** Opening Task data block **
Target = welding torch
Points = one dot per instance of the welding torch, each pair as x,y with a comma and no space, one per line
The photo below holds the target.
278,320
** Closing Task data block **
** Opening Task data block **
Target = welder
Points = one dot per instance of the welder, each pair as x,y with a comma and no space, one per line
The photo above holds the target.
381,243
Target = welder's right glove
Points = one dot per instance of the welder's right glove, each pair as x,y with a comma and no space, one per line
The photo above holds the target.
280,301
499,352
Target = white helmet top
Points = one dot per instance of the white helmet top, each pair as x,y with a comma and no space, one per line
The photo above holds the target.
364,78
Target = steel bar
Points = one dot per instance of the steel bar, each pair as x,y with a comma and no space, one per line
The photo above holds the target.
** Closing Task data block **
** Opening Task data block **
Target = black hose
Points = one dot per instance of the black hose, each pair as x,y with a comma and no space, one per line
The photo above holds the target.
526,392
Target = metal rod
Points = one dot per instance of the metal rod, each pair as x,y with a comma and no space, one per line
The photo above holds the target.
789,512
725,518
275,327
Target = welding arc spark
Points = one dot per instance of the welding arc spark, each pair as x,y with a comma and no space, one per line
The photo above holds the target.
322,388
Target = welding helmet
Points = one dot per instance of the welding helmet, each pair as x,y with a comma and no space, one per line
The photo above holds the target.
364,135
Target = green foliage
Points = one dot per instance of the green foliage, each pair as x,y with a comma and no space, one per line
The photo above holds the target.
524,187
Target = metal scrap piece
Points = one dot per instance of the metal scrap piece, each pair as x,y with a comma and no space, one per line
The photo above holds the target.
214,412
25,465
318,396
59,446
** Closing Task data block **
(Work task):
Return each line in the records that holds the string "glove".

(Response):
Target = welder's right glove
Points = one dot per instance of the welder's right glove, each pair as x,y with a comma and no space, one per line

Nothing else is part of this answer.